* **GIVEN DATA**
============
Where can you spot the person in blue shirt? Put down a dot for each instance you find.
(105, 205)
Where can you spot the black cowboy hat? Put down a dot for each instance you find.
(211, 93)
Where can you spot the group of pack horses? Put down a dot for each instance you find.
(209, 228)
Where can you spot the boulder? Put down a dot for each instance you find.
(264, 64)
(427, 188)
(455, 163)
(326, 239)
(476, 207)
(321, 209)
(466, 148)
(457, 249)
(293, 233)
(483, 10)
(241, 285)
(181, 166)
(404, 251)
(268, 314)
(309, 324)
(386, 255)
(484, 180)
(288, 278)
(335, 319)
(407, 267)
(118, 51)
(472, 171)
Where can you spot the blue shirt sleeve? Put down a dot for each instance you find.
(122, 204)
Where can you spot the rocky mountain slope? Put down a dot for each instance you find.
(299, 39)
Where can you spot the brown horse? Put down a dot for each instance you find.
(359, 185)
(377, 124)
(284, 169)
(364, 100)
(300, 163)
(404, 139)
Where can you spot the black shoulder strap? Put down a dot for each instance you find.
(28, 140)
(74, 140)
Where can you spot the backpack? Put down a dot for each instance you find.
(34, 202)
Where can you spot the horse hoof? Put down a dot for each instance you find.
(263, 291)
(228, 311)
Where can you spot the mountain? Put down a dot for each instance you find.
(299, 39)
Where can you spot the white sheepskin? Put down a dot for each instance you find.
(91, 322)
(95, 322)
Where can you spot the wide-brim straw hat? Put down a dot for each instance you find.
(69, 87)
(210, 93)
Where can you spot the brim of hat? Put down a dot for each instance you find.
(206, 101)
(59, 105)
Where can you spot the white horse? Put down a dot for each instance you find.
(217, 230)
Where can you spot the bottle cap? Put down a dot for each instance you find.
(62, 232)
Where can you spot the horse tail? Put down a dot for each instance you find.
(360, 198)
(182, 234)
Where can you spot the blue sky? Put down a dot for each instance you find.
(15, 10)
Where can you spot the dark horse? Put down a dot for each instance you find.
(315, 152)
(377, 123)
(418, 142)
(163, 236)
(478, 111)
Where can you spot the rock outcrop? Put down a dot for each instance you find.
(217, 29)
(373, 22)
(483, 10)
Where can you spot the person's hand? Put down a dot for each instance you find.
============
* **WHAT YOU SHOULD DO**
Reproduce exactly the line that contains "Where can you spot the rock outcrop?" together with each line after it to the end of the entries; include no other lines.

* **ANSWER TO THIS TASK**
Where can you spot the rock outcrop? Put down a dot for each instance you find.
(217, 29)
(373, 22)
(483, 10)
Where can you spot the person's hand? Put down a dot for each instance you find.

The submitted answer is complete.